▶ Data for the task:

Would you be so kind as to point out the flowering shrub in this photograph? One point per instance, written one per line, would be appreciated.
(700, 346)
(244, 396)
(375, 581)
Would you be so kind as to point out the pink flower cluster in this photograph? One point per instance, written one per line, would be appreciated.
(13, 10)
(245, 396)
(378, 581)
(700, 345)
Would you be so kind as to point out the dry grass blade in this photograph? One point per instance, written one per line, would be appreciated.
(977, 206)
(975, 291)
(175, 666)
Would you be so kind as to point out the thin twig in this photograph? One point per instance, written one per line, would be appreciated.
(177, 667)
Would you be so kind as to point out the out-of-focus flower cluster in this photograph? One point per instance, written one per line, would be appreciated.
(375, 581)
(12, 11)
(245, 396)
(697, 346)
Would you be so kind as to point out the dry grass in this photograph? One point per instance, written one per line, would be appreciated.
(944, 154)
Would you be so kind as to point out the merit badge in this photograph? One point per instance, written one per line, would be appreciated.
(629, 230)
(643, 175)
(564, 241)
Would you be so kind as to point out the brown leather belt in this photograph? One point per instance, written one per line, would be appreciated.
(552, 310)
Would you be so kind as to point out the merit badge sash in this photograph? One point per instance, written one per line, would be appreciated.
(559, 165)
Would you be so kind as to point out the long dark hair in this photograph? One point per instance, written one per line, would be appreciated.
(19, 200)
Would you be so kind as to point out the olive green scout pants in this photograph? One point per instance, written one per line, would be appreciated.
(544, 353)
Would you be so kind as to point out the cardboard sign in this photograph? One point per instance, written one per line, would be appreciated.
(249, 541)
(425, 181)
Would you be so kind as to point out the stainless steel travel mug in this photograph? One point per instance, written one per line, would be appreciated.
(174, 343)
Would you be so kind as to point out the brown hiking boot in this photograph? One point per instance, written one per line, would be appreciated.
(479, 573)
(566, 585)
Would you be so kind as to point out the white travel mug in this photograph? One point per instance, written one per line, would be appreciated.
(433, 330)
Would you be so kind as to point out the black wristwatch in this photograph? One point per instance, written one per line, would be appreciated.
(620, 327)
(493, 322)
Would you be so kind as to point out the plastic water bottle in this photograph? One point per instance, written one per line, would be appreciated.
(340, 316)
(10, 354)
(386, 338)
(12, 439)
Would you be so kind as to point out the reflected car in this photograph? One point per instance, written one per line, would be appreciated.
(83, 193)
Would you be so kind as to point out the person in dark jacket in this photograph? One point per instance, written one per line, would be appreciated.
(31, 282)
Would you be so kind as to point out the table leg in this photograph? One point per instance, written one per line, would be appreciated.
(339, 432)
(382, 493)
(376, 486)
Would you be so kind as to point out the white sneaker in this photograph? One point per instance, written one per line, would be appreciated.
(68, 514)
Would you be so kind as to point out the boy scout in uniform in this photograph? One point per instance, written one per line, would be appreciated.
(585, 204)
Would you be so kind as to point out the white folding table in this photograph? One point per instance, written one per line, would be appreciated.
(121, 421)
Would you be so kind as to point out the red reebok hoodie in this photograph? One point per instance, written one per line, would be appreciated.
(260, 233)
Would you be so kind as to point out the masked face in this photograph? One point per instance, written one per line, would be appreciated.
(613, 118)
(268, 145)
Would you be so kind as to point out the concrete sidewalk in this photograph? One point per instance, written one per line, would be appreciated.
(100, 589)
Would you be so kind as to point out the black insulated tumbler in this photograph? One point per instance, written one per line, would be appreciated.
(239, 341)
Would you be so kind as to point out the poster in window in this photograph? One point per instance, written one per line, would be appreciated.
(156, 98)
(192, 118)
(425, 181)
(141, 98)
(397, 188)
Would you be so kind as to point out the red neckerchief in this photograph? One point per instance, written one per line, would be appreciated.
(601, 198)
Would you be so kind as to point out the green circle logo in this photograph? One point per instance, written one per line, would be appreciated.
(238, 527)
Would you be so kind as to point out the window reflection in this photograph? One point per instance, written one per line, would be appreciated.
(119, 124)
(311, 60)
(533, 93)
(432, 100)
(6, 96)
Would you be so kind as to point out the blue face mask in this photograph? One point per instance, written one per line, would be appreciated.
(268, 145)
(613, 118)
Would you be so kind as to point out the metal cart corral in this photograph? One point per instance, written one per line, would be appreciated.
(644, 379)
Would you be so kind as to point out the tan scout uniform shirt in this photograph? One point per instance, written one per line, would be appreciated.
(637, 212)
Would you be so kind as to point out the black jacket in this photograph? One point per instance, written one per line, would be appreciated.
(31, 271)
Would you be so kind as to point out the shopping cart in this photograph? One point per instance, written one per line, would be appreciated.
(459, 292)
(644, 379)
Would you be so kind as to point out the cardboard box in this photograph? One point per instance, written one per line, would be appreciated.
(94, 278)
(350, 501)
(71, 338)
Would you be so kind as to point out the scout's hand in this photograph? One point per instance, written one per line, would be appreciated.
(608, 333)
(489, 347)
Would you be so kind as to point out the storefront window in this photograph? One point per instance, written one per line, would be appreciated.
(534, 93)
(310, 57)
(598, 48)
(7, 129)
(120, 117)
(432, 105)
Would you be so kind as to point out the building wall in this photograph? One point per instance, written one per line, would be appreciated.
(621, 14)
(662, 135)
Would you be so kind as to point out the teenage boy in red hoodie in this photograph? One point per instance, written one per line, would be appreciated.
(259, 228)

▶ Work instruction: Nothing in the entries above may be left out; retype them all exactly.

▶ Output for this task:
Would you be so kind as to point out the flowering shrub in this photograph? One point per instance, written one per line, would be appreciated.
(700, 346)
(244, 396)
(375, 581)
Would you be so kind as to point out the pink flower cluster in this photograph? One point per instance, written one per line, would be appreciated.
(13, 10)
(245, 396)
(378, 581)
(700, 345)
Would you be so kind as to point out the dry grass blade in this photograph? One point per instance, written one per line, would be appreciated.
(977, 206)
(975, 291)
(175, 666)
Would you be so kind as to point out the thin twig in this photograph? One point per instance, written one per line, would be appreciated.
(177, 667)
Would you be so kind as to point out the out-of-focus flower cluster in this photograph? One point per instance, written one per line, would be appreciated.
(375, 581)
(12, 11)
(245, 396)
(697, 346)
Would you be so kind as to point out the dry grass in this photograph? One point per instance, written one per line, would be appreciated.
(944, 154)
Would you be so kind as to point out the merit badge in this photograph? One point per instance, written one per line, would be appreciated.
(629, 230)
(643, 175)
(564, 241)
Would you be so kind as to point out the brown leather belt in this photograph? One point per instance, written one per line, would be appreciated.
(552, 310)
Would you be so kind as to point out the merit badge sash in this photograph? One point per instance, written one per line, would be appreciated.
(559, 165)
Would you be so kind as to point out the long dark hair in this photograph? One point per instance, written one per line, would be appreciated.
(19, 200)
Would you be so kind as to point out the olive green scout pants in this photograph? One point per instance, written one per line, would be appreciated.
(544, 353)
Would you be so kind as to point out the cardboard sign in this photograph? One point per instance, written one per line, would be appreciated.
(249, 541)
(425, 181)
Would you be so kind as to point out the stainless steel travel mug in this photograph? One point per instance, written one per line, would be appreciated.
(174, 343)
Would you be so kind as to point out the brown hiking boot in this photograph? One point per instance, written one per line, would be appreciated.
(479, 573)
(566, 585)
Would you be so kind as to point out the white travel mug in this photograph? One point per instance, written one per line, would be appreciated.
(433, 330)
Would you be so kind as to point out the black wristwatch in this photograph? One point per instance, written one per line, would be appreciated.
(620, 327)
(493, 322)
Would you be so kind as to point out the plastic water bottle in this photograph? One point per instance, written one per line, would be appreciated.
(340, 316)
(10, 354)
(386, 338)
(12, 439)
Would you be so kind as to point out the reflected car in this photograph? One point per instance, written one per line, would be appreciated.
(83, 193)
Would you be so kind as to point out the person in dark jacket in this photograph? One point per instance, written one per line, would be appreciated.
(31, 282)
Would you be so kind as to point out the table leg in this photograph? One point per instance, written one per line, would be appreciated.
(339, 432)
(382, 493)
(376, 486)
Would you be so kind as to point out the white sneaker in this photograph? One point per instance, written one per line, would be appreciated.
(68, 514)
Would you be so kind as to point out the boy scout in uniform in this photograph? One point per instance, written one per line, would be appreciated.
(585, 204)
Would you be so kind as to point out the white folding table in this photograph? One point per instance, written one per line, would be appreciated.
(121, 421)
Would you be so kind as to point out the red reebok hoodie in this photograph? One point per instance, written one per line, would be appreciated.
(260, 233)
Would you be so kind as to point out the masked face in this photograph? One point per instance, written one per line, would be appreciated.
(613, 118)
(268, 145)
Would you be so kind as to point out the concrete sidewalk in this photograph? One point per instance, written one per line, would be appreciated.
(100, 589)
Would you be so kind as to point out the black insulated tumbler in this photograph? One point per instance, written one per line, would be appreciated.
(239, 341)
Would you be so kind as to point out the poster in window in this photograph? One point per instance, written one per line, would be appreciated.
(156, 98)
(192, 118)
(425, 181)
(141, 98)
(397, 188)
Would you be so kind as to point out the red neckerchief in this photograph? One point per instance, written one per line, would be appreciated.
(601, 198)
Would you be so kind as to point out the green circle logo in this photograph? One point per instance, written one per line, would be appreciated.
(238, 527)
Would you be so kind as to point out the window reflection in this photograph? One point per instance, written one per line, would be appreciated.
(119, 124)
(311, 60)
(533, 93)
(432, 100)
(6, 96)
Would you be so kind as to point out the blue face mask in this photograph? One point per instance, written one per line, would be appreciated.
(268, 145)
(613, 118)
Would you be so kind as to point out the metal cart corral in this photograph? One point per instance, written one per line, would be appreciated.
(644, 379)
Would you be so kind as to point out the tan scout uniform shirt in this photograph? One point per instance, written one per line, would be appreciated.
(637, 212)
Would you be so kind as to point out the black jacket in this photograph? One point per instance, written one per line, would be appreciated.
(31, 271)
Would you be so kind as to point out the shopping cart in this photograph? One point per instance, written one per line, would be appreciated.
(459, 292)
(644, 379)
Would you be so kind as to point out the cardboard box in this photograph? One point per instance, written one per line, would be appreciated.
(94, 278)
(350, 501)
(71, 338)
Would you be so kind as to point out the scout's hand in this photograph? One point per instance, written one per line, would be appreciated.
(608, 333)
(489, 347)
Would you be so kind as to point out the storefront window in this photograph? One point per instance, written one per line, would be appreciated.
(534, 93)
(310, 57)
(598, 48)
(7, 129)
(120, 117)
(432, 105)
Would you be so kind as to point out the building wall in this photograph? One point per instance, written one per line, would be appreciated.
(621, 14)
(662, 135)
Would you be so kind as to point out the teenage boy in red hoodie in this photograph? One point per instance, written one per line, would be appreciated.
(259, 228)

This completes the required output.